<<<<

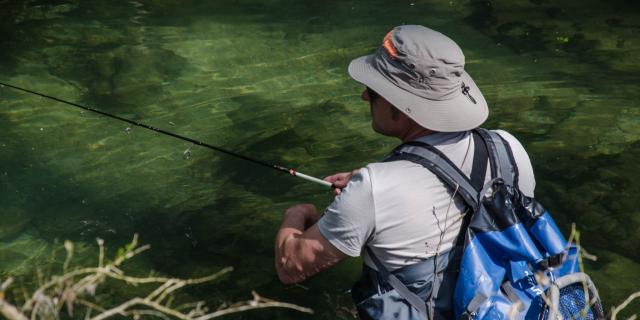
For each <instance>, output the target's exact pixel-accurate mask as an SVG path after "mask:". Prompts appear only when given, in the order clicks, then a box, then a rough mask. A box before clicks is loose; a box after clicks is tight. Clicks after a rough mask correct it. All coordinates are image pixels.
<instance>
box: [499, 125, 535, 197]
mask: <svg viewBox="0 0 640 320" xmlns="http://www.w3.org/2000/svg"><path fill="white" fill-rule="evenodd" d="M495 132H496V133H498V134H499V135H500V136H501V137H502V138H504V139H505V140H506V141H507V143H509V147H511V152H512V153H513V158H514V160H515V161H516V164H517V165H518V188H520V191H522V192H523V193H524V194H525V195H526V196H528V197H533V191H534V189H535V188H536V179H535V177H534V175H533V167H532V166H531V160H530V159H529V155H528V154H527V151H525V150H524V147H523V146H522V144H520V141H518V139H516V138H515V137H514V136H512V135H511V134H510V133H508V132H506V131H504V130H495Z"/></svg>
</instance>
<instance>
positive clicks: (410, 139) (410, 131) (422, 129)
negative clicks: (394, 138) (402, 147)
mask: <svg viewBox="0 0 640 320" xmlns="http://www.w3.org/2000/svg"><path fill="white" fill-rule="evenodd" d="M433 133H436V131H431V130H429V129H426V128H423V127H418V128H413V129H412V130H408V131H407V132H406V133H405V134H404V135H403V136H402V137H398V138H400V140H402V142H407V141H411V140H415V139H417V138H420V137H424V136H427V135H430V134H433Z"/></svg>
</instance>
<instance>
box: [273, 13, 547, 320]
mask: <svg viewBox="0 0 640 320" xmlns="http://www.w3.org/2000/svg"><path fill="white" fill-rule="evenodd" d="M464 65H465V57H464V55H463V53H462V50H461V49H460V47H459V46H458V45H457V44H456V43H455V42H454V41H452V40H451V39H449V38H448V37H447V36H445V35H443V34H442V33H439V32H437V31H434V30H432V29H429V28H426V27H423V26H417V25H403V26H398V27H395V28H394V29H393V30H391V31H390V32H389V33H388V34H387V35H386V36H385V37H384V39H383V41H382V44H381V46H380V47H379V48H378V50H377V51H376V53H375V54H372V55H368V56H364V57H360V58H357V59H355V60H353V61H351V63H350V65H349V74H350V76H351V77H352V78H353V79H354V80H356V81H357V82H359V83H361V84H363V85H364V86H365V90H364V91H363V92H362V99H363V100H365V101H367V102H368V103H369V105H370V108H371V117H372V127H373V130H374V131H375V132H377V133H379V134H382V135H385V136H390V137H395V138H398V139H400V140H401V141H402V142H409V141H421V142H424V143H427V144H429V145H431V146H433V147H435V148H436V149H438V150H439V151H440V152H442V153H443V154H444V155H446V157H447V158H448V159H449V160H451V162H453V164H455V166H457V167H458V168H459V169H460V170H461V171H462V172H463V173H464V174H465V175H467V177H471V175H472V171H473V168H474V162H475V161H474V154H475V151H476V149H477V148H478V146H479V144H477V139H478V138H477V137H476V135H475V134H474V133H472V131H471V130H472V129H474V128H477V127H479V126H480V125H481V124H482V123H483V122H484V121H485V120H486V119H487V116H488V113H489V112H488V107H487V103H486V101H485V98H484V97H483V95H482V93H481V92H480V89H478V87H477V86H476V84H475V83H474V81H473V80H472V79H471V77H470V76H469V74H468V73H467V72H466V71H465V70H464ZM494 132H496V133H498V134H499V136H500V137H502V139H504V141H506V142H507V143H508V145H509V146H510V148H511V150H512V153H513V157H514V160H515V163H516V164H517V169H518V170H517V171H518V179H517V181H518V186H519V188H520V190H521V191H522V192H523V193H524V194H525V195H527V196H529V197H533V191H534V187H535V180H534V176H533V170H532V167H531V162H530V160H529V157H528V155H527V153H526V151H525V150H524V148H523V147H522V145H521V144H520V143H519V142H518V140H516V139H515V138H514V137H513V136H512V135H510V134H509V133H507V132H505V131H502V130H496V131H494ZM485 168H486V167H485ZM485 168H482V170H481V171H482V172H481V173H480V175H479V179H480V181H481V182H487V181H489V179H490V177H491V174H490V170H489V169H485ZM478 171H480V170H478ZM476 175H478V173H476ZM325 180H326V181H329V182H331V183H333V185H334V187H335V189H334V194H335V195H336V197H335V200H334V201H333V203H331V204H330V205H329V207H327V208H326V209H325V211H324V214H323V215H322V217H320V216H319V214H318V213H317V211H316V208H315V207H314V206H313V205H311V204H300V205H296V206H293V207H291V208H289V209H287V210H286V212H285V214H284V217H283V221H282V225H281V227H280V230H279V231H278V234H277V236H276V241H275V266H276V270H277V274H278V277H279V279H280V280H281V281H282V282H283V283H285V284H293V283H298V282H301V281H303V280H305V279H307V278H308V277H310V276H312V275H314V274H316V273H318V272H319V271H321V270H323V269H327V268H329V267H331V266H333V265H335V264H336V263H338V262H340V261H341V260H344V259H346V258H348V257H358V256H362V257H363V260H364V270H363V275H362V278H361V279H360V280H359V281H358V282H357V283H356V285H355V286H354V287H353V289H352V295H353V297H354V300H355V303H356V306H357V307H358V313H359V315H360V317H361V318H379V319H386V318H397V317H398V314H397V313H396V314H387V313H388V312H390V310H393V308H386V309H384V310H382V309H383V307H382V306H381V304H380V303H379V302H377V303H376V302H374V301H371V299H372V298H375V299H378V301H380V299H383V300H384V299H387V298H386V297H385V293H386V292H389V291H390V288H389V286H388V285H385V284H384V283H381V282H380V276H379V275H380V273H381V272H382V270H381V269H386V270H388V271H389V272H391V273H393V274H395V275H396V276H397V278H399V279H404V280H403V282H404V281H405V280H407V278H411V277H413V276H415V275H416V274H419V275H420V277H422V278H421V279H417V280H421V281H416V282H415V283H420V286H419V287H418V286H414V285H410V284H407V283H405V284H406V285H407V286H408V287H409V288H412V289H411V290H412V291H416V292H414V293H416V294H418V295H419V296H420V297H421V299H422V301H423V302H424V303H425V304H427V306H428V307H429V313H428V314H429V318H431V319H439V318H440V319H442V318H444V319H451V318H453V313H452V300H453V297H452V292H453V286H455V278H454V279H453V280H451V279H449V278H448V275H451V274H453V273H454V271H451V270H455V267H456V263H457V261H453V260H454V258H455V257H454V255H453V254H452V252H453V251H454V250H452V248H454V245H455V244H456V241H457V240H458V239H457V238H459V234H460V232H461V225H462V221H463V216H464V215H465V214H466V213H468V212H470V210H469V208H468V207H467V206H466V205H465V202H464V201H463V199H461V198H460V197H459V196H456V190H452V189H451V188H449V187H447V185H445V184H444V183H443V182H442V181H441V180H440V179H439V178H438V177H437V176H436V175H434V174H433V173H432V172H431V171H429V170H427V169H425V168H424V167H423V166H421V165H419V164H416V163H414V162H410V161H393V162H376V163H370V164H368V165H367V166H365V167H364V168H361V169H358V170H354V171H352V172H343V173H337V174H334V175H331V176H328V177H326V178H325ZM450 261H453V262H450ZM454 276H455V275H454ZM447 279H449V280H447ZM414 280H416V279H414ZM375 299H374V300H375ZM390 299H391V300H394V298H390ZM395 300H396V301H395V302H394V303H402V302H397V300H398V299H395ZM385 303H386V302H385Z"/></svg>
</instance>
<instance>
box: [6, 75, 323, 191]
mask: <svg viewBox="0 0 640 320" xmlns="http://www.w3.org/2000/svg"><path fill="white" fill-rule="evenodd" d="M0 86H2V87H8V88H11V89H15V90H19V91H23V92H26V93H31V94H34V95H37V96H40V97H42V98H47V99H50V100H53V101H57V102H61V103H64V104H67V105H70V106H74V107H76V108H80V109H83V110H87V111H91V112H94V113H97V114H100V115H103V116H106V117H109V118H112V119H116V120H120V121H123V122H126V123H129V124H132V125H134V126H137V127H141V128H145V129H149V130H151V131H155V132H157V133H161V134H164V135H167V136H170V137H174V138H177V139H180V140H184V141H188V142H191V143H193V144H195V145H199V146H203V147H205V148H209V149H211V150H215V151H218V152H221V153H224V154H227V155H230V156H232V157H236V158H239V159H242V160H246V161H249V162H253V163H255V164H259V165H261V166H264V167H268V168H271V169H274V170H278V171H280V172H286V173H288V174H290V175H292V176H294V177H298V178H302V179H304V180H307V181H311V182H315V183H318V184H321V185H323V186H326V187H333V184H332V183H331V182H328V181H324V180H322V179H318V178H316V177H313V176H310V175H306V174H304V173H301V172H298V171H296V170H295V169H291V168H287V167H283V166H280V165H277V164H269V163H266V162H264V161H261V160H258V159H254V158H250V157H247V156H245V155H242V154H239V153H235V152H233V151H229V150H226V149H223V148H220V147H216V146H214V145H210V144H208V143H205V142H202V141H199V140H195V139H191V138H189V137H185V136H181V135H179V134H176V133H173V132H169V131H166V130H163V129H159V128H156V127H152V126H150V125H148V124H144V123H140V122H137V121H133V120H130V119H127V118H123V117H119V116H116V115H113V114H110V113H107V112H104V111H100V110H97V109H93V108H89V107H85V106H82V105H79V104H77V103H74V102H70V101H66V100H63V99H60V98H56V97H52V96H49V95H46V94H43V93H40V92H36V91H32V90H29V89H25V88H21V87H18V86H14V85H11V84H8V83H4V82H0Z"/></svg>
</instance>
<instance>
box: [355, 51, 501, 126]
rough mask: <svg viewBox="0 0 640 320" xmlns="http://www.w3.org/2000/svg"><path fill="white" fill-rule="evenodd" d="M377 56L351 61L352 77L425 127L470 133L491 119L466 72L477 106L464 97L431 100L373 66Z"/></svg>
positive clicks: (459, 96) (477, 86)
mask: <svg viewBox="0 0 640 320" xmlns="http://www.w3.org/2000/svg"><path fill="white" fill-rule="evenodd" d="M374 56H375V55H368V56H363V57H360V58H357V59H355V60H353V61H351V63H350V64H349V75H350V76H351V77H352V78H353V79H354V80H356V81H358V82H360V83H362V84H364V85H365V86H367V87H369V88H371V89H372V90H374V91H375V92H377V93H378V94H379V95H381V96H382V97H384V98H385V99H386V100H387V101H389V103H391V104H392V105H393V106H395V107H396V108H398V109H399V110H400V111H402V112H403V113H404V114H406V115H407V116H408V117H409V118H411V119H413V120H414V121H415V122H416V123H418V124H419V125H421V126H422V127H425V128H427V129H429V130H433V131H438V132H457V131H467V130H471V129H474V128H477V127H479V126H480V125H481V124H482V123H484V121H485V120H487V117H488V116H489V108H488V107H487V102H486V101H485V99H484V96H483V95H482V93H481V92H480V89H479V88H478V86H476V83H475V82H474V81H473V79H471V76H469V74H467V73H466V72H463V73H462V81H463V82H464V84H465V85H467V86H468V87H469V93H470V95H471V96H472V97H473V99H475V101H476V103H473V102H472V101H471V99H470V98H469V97H467V96H466V95H464V94H460V95H458V96H457V97H455V98H453V99H449V100H442V101H441V100H430V99H425V98H423V97H420V96H417V95H415V94H413V93H411V92H408V91H406V90H404V89H402V88H400V87H398V86H396V85H395V84H393V83H392V82H391V81H389V80H387V79H386V78H385V77H384V76H383V75H382V74H380V72H378V71H377V70H376V69H375V68H374V67H373V65H372V63H373V59H374Z"/></svg>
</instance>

>>>>

> **Exercise**
Write out the part of the records that opens at their very start and closes with the line containing "negative clicks: (394, 138) (402, 147)", with both of those lines included, word for word. Leave the pictures out.

> **Task answer**
For each <instance>, output the target's exact pixel-accurate mask as an SVG path after "mask:". Prompts appear only when given, in the order clicks, then a box, then a rough mask. A box before clicks is loose; a box after clicks is tight. Clicks after a rough mask correct it. All coordinates are image pixels.
<instance>
box: [499, 125, 535, 197]
mask: <svg viewBox="0 0 640 320" xmlns="http://www.w3.org/2000/svg"><path fill="white" fill-rule="evenodd" d="M495 132H496V133H498V134H499V135H500V136H501V137H502V138H504V139H505V140H506V141H507V143H509V147H511V152H512V153H513V158H514V160H515V161H516V164H517V165H518V188H520V191H522V192H523V193H524V194H525V195H526V196H528V197H533V191H534V189H535V188H536V179H535V177H534V175H533V167H532V166H531V160H530V159H529V155H528V154H527V151H525V150H524V147H523V146H522V144H520V141H518V139H516V138H515V137H514V136H512V135H511V134H510V133H508V132H506V131H504V130H495Z"/></svg>
</instance>
<instance>
positive clicks: (410, 139) (410, 131) (422, 129)
negative clicks: (394, 138) (402, 147)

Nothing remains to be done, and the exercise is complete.